- _EXTRAIT_:
%%

Voyage inattendu en hétéroland
ou
Marathon des mots hétéros
Nous enrageons de n’avoir pas pensé plus tôt à la méthode La Barbe pour dire notre façon de penser aux Marathons des mots (grosse machine culturelle qui existe depuis 4 ans à Toulouse, et qui consiste à faire lire par des comédiens les textes d’auteurs, en leur présence (sauf s’ils sont morts, of course), dans de multiples endroits de la ville et en un temps record (d’où le nom de Marathon).
Le décor étant posé, voilà l’histoire à travers les mails échangés.
Premier épisode
Le 30 mai 2008, l'attachée de presse du Marathon écrit à Bagdam :
Bonjour,
Nous nous étions rencontrées l'an dernier pour imaginer ensemble une lecture au Marathon des mots. Ce projet n’avait pas pu aboutir mais j’espère que cela n’est que partie remise. [Maintenant c’est plus que râpé… note de Bagdam]
Je tenais par ailleurs à vous informer d’une séance particulière autour de l’auteure Nina Bouraoui,
Jeudi 12 juin à 20 h au TNT – lectrice : Hélène Fillières
Deuxième épisode
Bagdam envoie l’info sur sa liste de diffusion. Ce qui fait qu’un bon tiers de la salle est constitué de goudous persuadées d’entendre un texte lesbien.
Mais, ô surprise…
Le 16 juin 2008, bagdam@bagdam.org a écrit à l’attaché de presse du Marathon des mots :
Bonjour,
On vous a sans doute informée du mouvement de protestation d’une partie de la salle survenu à la fin de la lecture de Appelez-moi par mon prénom de Nina Bouraoui par Hélène Fillières ce jeudi 12 juin 2008. Nous n’en sommes pas à l’origine mais nous nous y sommes jointes de bon cœur tant notre colère était grande d’avoir dû subir sans y être préparées un énième épisode de la grande saga du désir hétéro ! (Autant pour nous : le thème du livre à paraître était sur internet, mais puisque le Marathon nous contactait nous n’avons pas pensé une seconde que le texte choisi ne serait pas lesbien. D’autant plus que Nina Bouraoui était apparemment la seule auteure lesbienne de la sélection du Marathon…)

%%

Enregistrements issus d'une collecte de données

%%

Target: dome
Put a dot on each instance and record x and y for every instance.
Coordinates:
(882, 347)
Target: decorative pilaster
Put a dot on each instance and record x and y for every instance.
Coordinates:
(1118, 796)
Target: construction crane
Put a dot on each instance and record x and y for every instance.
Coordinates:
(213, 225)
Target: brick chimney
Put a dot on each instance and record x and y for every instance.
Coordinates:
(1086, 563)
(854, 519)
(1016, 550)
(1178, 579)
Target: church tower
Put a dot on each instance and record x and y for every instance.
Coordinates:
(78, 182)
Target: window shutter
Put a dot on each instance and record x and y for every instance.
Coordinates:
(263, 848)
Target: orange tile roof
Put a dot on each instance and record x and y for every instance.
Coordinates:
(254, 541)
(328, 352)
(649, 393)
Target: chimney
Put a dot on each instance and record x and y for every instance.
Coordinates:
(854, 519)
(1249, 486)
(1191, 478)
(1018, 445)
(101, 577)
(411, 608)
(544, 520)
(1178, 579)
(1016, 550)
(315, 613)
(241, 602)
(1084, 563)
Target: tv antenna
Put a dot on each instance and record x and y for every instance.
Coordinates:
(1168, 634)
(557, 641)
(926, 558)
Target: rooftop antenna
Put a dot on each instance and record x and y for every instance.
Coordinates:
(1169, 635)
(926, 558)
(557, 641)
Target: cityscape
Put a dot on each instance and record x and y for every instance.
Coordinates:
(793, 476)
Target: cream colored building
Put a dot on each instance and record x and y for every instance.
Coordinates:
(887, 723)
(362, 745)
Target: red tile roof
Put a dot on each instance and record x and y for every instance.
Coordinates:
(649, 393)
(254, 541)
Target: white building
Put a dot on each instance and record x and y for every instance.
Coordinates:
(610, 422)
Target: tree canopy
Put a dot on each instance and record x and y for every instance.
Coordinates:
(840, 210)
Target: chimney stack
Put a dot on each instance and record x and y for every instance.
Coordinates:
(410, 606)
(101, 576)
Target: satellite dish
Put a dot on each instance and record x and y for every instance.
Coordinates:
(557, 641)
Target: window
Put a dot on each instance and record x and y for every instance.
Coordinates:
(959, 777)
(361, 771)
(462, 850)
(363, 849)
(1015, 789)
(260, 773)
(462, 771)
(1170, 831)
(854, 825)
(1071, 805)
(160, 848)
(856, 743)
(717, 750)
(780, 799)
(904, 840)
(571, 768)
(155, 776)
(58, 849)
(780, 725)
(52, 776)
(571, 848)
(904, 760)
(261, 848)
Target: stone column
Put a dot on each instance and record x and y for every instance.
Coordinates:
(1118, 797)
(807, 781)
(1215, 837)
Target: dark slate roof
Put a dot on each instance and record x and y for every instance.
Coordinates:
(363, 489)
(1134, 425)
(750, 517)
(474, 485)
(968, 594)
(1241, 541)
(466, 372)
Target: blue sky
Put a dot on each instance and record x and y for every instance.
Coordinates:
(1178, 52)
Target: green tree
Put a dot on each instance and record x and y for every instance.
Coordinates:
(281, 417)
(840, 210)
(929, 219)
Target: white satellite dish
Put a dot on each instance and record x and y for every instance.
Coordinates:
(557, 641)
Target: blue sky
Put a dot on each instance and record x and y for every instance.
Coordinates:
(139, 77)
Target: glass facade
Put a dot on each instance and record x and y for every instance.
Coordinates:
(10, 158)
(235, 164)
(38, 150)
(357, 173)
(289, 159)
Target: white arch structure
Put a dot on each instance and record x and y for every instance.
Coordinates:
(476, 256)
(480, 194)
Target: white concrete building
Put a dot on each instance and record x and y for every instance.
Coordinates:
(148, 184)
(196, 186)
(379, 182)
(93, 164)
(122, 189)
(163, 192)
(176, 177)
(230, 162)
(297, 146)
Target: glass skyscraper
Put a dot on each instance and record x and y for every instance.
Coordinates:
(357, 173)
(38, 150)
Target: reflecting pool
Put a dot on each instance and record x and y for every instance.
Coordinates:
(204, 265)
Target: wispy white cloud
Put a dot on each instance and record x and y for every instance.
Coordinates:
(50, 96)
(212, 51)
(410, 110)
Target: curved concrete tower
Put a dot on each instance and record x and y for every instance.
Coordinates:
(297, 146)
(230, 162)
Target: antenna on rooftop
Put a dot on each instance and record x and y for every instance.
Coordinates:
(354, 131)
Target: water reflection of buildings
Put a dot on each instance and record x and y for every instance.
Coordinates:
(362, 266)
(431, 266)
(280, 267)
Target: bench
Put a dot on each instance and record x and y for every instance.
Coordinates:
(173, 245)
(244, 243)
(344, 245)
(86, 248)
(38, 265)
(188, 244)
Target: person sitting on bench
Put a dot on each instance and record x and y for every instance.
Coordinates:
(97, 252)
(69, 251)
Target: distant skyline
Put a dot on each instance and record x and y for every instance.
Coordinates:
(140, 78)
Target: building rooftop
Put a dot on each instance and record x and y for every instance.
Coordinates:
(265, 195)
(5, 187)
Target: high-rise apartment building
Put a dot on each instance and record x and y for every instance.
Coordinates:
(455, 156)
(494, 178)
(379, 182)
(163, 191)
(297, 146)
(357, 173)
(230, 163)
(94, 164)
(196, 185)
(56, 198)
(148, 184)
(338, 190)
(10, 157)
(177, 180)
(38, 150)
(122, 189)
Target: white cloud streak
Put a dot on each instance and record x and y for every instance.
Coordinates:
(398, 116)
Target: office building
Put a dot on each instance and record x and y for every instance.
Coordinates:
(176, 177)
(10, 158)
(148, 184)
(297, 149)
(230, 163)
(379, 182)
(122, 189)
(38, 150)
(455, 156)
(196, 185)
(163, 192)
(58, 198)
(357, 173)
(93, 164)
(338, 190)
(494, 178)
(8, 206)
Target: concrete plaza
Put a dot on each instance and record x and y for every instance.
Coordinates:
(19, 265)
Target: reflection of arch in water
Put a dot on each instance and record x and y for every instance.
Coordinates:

%%

- _OBJECTIF_: Reprenez le texte sur le Marathon des mots en commençant à « Voyage inattendu en » et en terminant à « nom de Marathon). », puis remplacez « comédiens » par « acteurs ». Ces enregistrements forment un matériau indépendant du texte.

- _RÉPONSE ATTENDUE_:
Voyage inattendu en hétéroland
ou
Marathon des mots hétéros
Nous enrageons de n’avoir pas pensé plus tôt à la méthode La Barbe pour dire notre façon de penser aux Marathons des mots (grosse machine culturelle qui existe depuis 4 ans à Toulouse, et qui consiste à faire lire par des acteurs les textes d’auteurs, en leur présence (sauf s’ils sont morts, of course), dans de multiples endroits de la ville et en un temps record (d’où le nom de Marathon).